BLOCCO DI TESTO.
########################################
Infine, nonostante la disparità di luoghi, di tempi, è l’individualità del compositore a emergere: le opere scritte fuori da Napoli non sono per niente “regressive”. L’ultima parola è sull’influsso di Rossini: che sarebbe una (non meglio specificata) attualizzazione musico-drammatica, e una «musikalische [corsivo suo] Begründung dramatischen Geschehens», fondamentale per le sorti del melodramma serio.

Le conclusioni sono piuttosto vaghe, soprattutto quando si parli di una specie di inveramento della struttura drammatica in quella musicale, perché non esiste una struttura drammatica a priori, né l’opera metastasiana è meno teatrale di quella rossiniana, o quella rossiniana a sua volta meno di quella pucciniana. Per il resto sono condivisibili in gran parte. Premettiamo dunque che non mancano i pregi, in questo libro. Innanzitutto Lippe non perde mai il contatto con i libretti (benché non citi Felice Romani librettista di Roccatagliati, libro diremmo imprescindibile, o quantomeno da discutere, quando si affronti l’opera del periodo). Poi non azzarda mai ipotesi immotivate. Inoltre si è preoccupato del repertorio precedente, discutendone alcuni casi, e non solo dal punto di vista librettistico. In genere, però, è un volume troppo approfondito per essere un manuale o un prontuario, e un po’ troppo didascalico per fornire un’impostazione nuova sull’argomento.
########################################
DATI IN ESAME.
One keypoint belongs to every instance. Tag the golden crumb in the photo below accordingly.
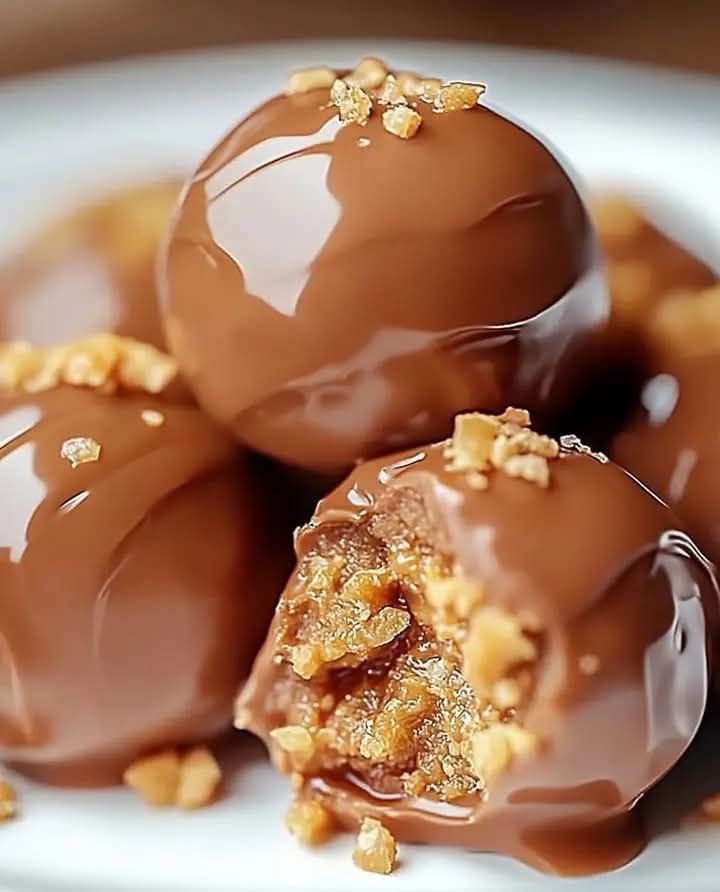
(306, 79)
(353, 103)
(155, 778)
(390, 92)
(80, 450)
(375, 849)
(102, 361)
(152, 417)
(8, 800)
(310, 822)
(457, 96)
(368, 74)
(495, 747)
(200, 776)
(710, 807)
(616, 219)
(402, 121)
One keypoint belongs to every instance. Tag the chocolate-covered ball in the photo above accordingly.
(333, 291)
(139, 566)
(493, 642)
(671, 441)
(90, 270)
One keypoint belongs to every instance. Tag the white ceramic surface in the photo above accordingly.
(654, 134)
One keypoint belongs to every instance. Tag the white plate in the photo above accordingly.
(646, 131)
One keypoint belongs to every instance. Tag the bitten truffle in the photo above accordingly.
(363, 257)
(139, 567)
(497, 642)
(91, 270)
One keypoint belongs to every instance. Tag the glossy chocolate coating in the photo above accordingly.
(334, 292)
(599, 561)
(671, 443)
(134, 591)
(91, 270)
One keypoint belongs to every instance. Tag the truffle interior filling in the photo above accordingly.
(393, 668)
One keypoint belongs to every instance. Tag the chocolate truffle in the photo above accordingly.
(139, 566)
(671, 442)
(91, 270)
(334, 291)
(495, 642)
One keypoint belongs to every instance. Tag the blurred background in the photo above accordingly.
(39, 34)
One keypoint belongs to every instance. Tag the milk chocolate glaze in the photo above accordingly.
(91, 270)
(134, 590)
(600, 561)
(333, 292)
(671, 443)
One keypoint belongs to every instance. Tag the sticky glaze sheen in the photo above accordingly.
(598, 559)
(333, 292)
(134, 591)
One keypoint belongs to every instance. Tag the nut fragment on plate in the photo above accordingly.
(306, 79)
(103, 361)
(310, 822)
(187, 781)
(458, 96)
(8, 800)
(375, 849)
(402, 121)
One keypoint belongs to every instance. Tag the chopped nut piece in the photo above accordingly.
(152, 417)
(200, 776)
(103, 361)
(496, 746)
(353, 104)
(402, 121)
(156, 778)
(80, 450)
(293, 739)
(710, 807)
(375, 849)
(368, 74)
(458, 96)
(310, 822)
(390, 93)
(8, 800)
(307, 79)
(495, 644)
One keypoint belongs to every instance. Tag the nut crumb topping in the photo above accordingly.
(457, 97)
(104, 361)
(482, 443)
(8, 800)
(307, 79)
(80, 450)
(572, 443)
(152, 417)
(310, 822)
(375, 849)
(353, 103)
(402, 121)
(168, 778)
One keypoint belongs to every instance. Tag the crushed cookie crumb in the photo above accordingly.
(307, 79)
(457, 96)
(368, 74)
(200, 776)
(402, 121)
(152, 417)
(80, 450)
(103, 362)
(310, 822)
(8, 800)
(353, 103)
(375, 848)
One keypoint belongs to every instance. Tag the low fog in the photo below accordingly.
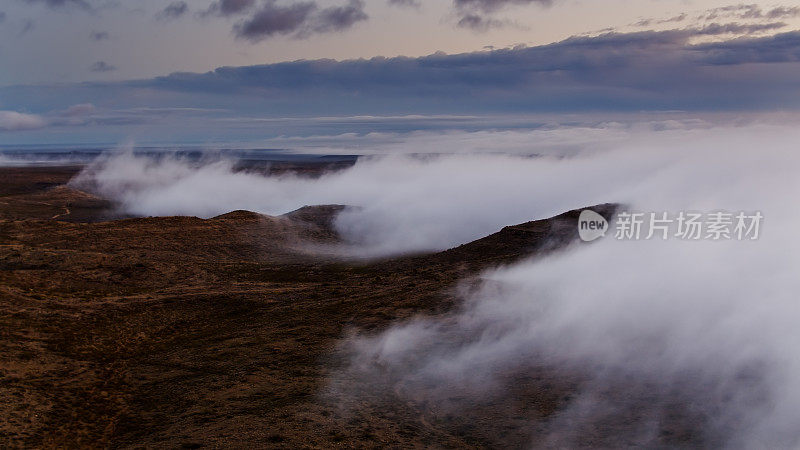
(410, 203)
(707, 328)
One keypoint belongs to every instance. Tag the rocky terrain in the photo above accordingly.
(184, 332)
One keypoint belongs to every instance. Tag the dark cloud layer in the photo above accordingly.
(99, 35)
(299, 19)
(227, 8)
(102, 66)
(173, 11)
(611, 72)
(81, 4)
(495, 5)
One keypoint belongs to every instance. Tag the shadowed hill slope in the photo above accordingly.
(179, 331)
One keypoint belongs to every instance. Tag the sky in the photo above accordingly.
(103, 71)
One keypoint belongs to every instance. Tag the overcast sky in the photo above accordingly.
(105, 66)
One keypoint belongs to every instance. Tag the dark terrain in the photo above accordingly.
(183, 332)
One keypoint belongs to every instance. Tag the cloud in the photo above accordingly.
(338, 18)
(751, 11)
(81, 109)
(102, 66)
(405, 3)
(99, 35)
(173, 11)
(641, 340)
(27, 26)
(489, 6)
(479, 23)
(14, 121)
(78, 4)
(474, 14)
(228, 7)
(299, 19)
(648, 70)
(783, 12)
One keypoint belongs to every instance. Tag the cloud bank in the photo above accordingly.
(660, 343)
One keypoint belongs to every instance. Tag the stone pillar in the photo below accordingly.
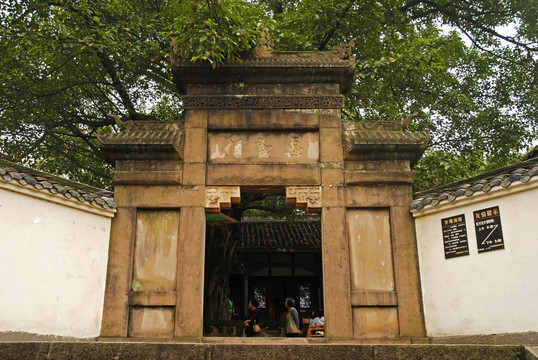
(116, 305)
(190, 274)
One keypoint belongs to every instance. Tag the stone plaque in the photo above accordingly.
(489, 234)
(263, 147)
(455, 236)
(221, 197)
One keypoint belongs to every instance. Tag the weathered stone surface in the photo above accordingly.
(190, 281)
(375, 322)
(250, 175)
(336, 274)
(115, 312)
(255, 119)
(379, 177)
(160, 195)
(243, 147)
(405, 257)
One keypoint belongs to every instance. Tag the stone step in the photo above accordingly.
(199, 351)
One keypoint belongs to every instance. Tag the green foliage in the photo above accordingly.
(217, 31)
(66, 66)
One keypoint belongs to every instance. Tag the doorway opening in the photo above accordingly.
(263, 249)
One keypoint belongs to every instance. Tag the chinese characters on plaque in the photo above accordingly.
(489, 236)
(455, 236)
(487, 224)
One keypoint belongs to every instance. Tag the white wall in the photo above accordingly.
(488, 293)
(53, 262)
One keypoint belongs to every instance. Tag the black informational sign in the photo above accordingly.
(455, 236)
(489, 234)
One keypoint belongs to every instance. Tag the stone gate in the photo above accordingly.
(268, 123)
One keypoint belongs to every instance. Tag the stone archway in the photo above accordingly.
(273, 121)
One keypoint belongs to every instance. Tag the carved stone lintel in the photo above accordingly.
(304, 197)
(221, 197)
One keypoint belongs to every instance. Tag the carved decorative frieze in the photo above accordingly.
(221, 197)
(262, 102)
(304, 197)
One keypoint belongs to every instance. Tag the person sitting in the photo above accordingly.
(319, 319)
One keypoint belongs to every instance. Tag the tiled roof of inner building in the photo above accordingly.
(55, 185)
(296, 236)
(504, 177)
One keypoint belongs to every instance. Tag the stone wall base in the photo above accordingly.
(139, 350)
(526, 338)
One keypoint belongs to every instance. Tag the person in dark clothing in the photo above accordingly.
(253, 318)
(292, 319)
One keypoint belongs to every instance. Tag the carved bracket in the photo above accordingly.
(221, 197)
(304, 197)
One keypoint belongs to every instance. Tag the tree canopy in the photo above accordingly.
(68, 68)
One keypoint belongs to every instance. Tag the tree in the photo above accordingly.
(65, 67)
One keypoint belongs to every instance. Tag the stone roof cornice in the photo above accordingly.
(334, 66)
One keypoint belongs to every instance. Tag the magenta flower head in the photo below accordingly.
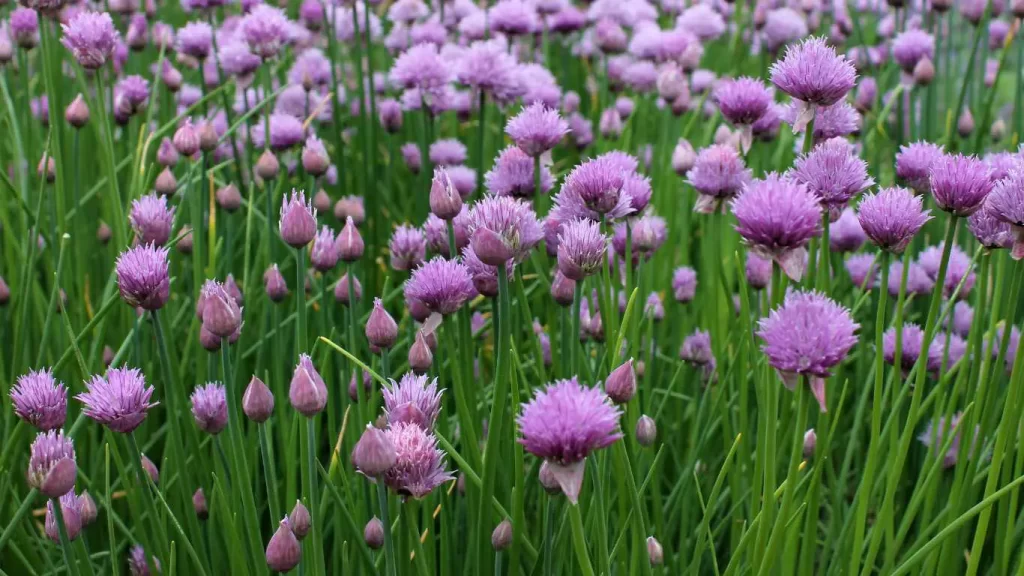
(807, 336)
(210, 407)
(581, 248)
(413, 400)
(51, 464)
(834, 173)
(152, 219)
(718, 174)
(307, 391)
(562, 424)
(298, 219)
(892, 217)
(846, 234)
(512, 175)
(440, 285)
(814, 75)
(537, 129)
(419, 466)
(960, 183)
(40, 400)
(142, 277)
(503, 228)
(264, 30)
(408, 247)
(119, 401)
(90, 37)
(913, 164)
(776, 217)
(1006, 203)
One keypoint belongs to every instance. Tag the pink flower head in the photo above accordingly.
(807, 335)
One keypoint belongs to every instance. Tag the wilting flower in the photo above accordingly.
(562, 424)
(414, 400)
(777, 217)
(119, 401)
(40, 400)
(807, 336)
(420, 464)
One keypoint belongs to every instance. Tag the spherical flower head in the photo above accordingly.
(812, 73)
(1006, 203)
(90, 37)
(846, 234)
(307, 392)
(807, 335)
(960, 183)
(298, 219)
(440, 285)
(537, 129)
(582, 247)
(40, 400)
(892, 217)
(264, 30)
(910, 46)
(834, 173)
(119, 401)
(413, 400)
(742, 100)
(913, 164)
(776, 217)
(152, 219)
(512, 175)
(210, 407)
(142, 277)
(196, 39)
(503, 228)
(420, 464)
(51, 464)
(563, 423)
(718, 174)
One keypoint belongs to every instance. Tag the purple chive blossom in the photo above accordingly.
(537, 129)
(440, 285)
(777, 217)
(142, 277)
(581, 248)
(935, 437)
(814, 75)
(152, 219)
(563, 423)
(846, 234)
(513, 175)
(408, 247)
(91, 38)
(718, 174)
(210, 407)
(960, 183)
(807, 336)
(913, 164)
(834, 173)
(298, 219)
(51, 463)
(119, 401)
(264, 30)
(1006, 203)
(448, 152)
(684, 284)
(892, 217)
(40, 400)
(503, 228)
(912, 343)
(413, 400)
(420, 464)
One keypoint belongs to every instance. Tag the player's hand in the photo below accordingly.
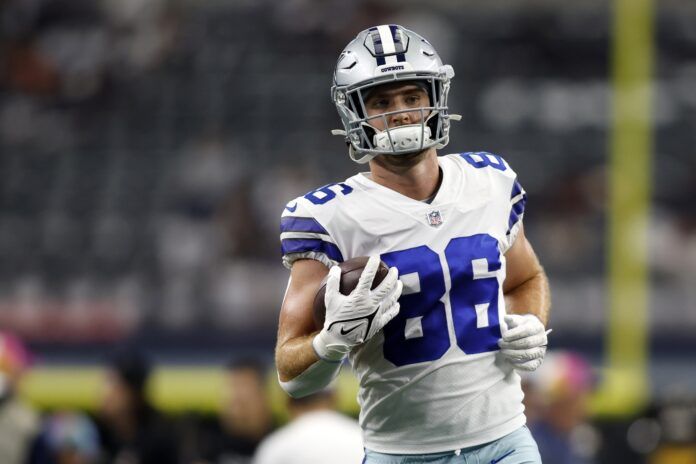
(354, 319)
(524, 342)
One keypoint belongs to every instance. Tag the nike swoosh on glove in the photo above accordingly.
(355, 318)
(524, 342)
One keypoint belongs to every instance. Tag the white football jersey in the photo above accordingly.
(433, 379)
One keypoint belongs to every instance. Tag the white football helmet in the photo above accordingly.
(387, 54)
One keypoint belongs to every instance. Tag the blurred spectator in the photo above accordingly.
(556, 397)
(133, 431)
(19, 424)
(317, 434)
(245, 418)
(67, 438)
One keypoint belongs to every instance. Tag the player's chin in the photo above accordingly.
(404, 159)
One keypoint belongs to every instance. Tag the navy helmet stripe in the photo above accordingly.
(379, 50)
(301, 224)
(398, 43)
(302, 245)
(516, 212)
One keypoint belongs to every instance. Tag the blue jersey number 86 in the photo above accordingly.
(419, 332)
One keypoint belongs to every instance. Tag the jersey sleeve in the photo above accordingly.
(302, 236)
(518, 200)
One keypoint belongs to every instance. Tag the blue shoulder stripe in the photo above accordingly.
(301, 245)
(516, 212)
(301, 224)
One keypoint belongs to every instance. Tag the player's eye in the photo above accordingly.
(380, 103)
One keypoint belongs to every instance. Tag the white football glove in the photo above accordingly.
(354, 319)
(524, 342)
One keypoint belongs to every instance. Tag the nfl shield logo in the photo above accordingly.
(434, 218)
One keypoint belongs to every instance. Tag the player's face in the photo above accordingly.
(396, 97)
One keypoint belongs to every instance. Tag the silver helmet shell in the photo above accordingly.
(382, 55)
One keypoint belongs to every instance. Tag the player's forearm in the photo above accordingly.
(300, 371)
(294, 357)
(532, 296)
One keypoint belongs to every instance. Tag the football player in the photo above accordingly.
(465, 303)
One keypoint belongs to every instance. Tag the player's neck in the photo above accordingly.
(416, 177)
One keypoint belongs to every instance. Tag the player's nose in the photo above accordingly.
(401, 118)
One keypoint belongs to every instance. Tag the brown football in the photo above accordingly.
(351, 270)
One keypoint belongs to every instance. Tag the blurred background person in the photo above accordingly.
(133, 431)
(19, 423)
(146, 147)
(556, 398)
(245, 417)
(316, 434)
(67, 438)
########################################
IL PROBLEMA. Per ciascuna affermazione indica se concorda con il brano sul libro di Lippe (sì o no) e cita testualmente le parole del brano che lo stabiliscono. (a) Le opere scritte fuori da Napoli risultano "regressive". (b) Lippe cita il libro di Roccatagliati su Felice Romani librettista. (c) Il volume è giudicato troppo approfondito per essere un manuale.

RISULTATO.
(a) No: "le opere scritte fuori da Napoli non sono per niente “regressive”".
(b) No: "benché non citi Felice Romani librettista di Roccatagliati".
(c) Sì: "è un volume troppo approfondito per essere un manuale o un prontuario".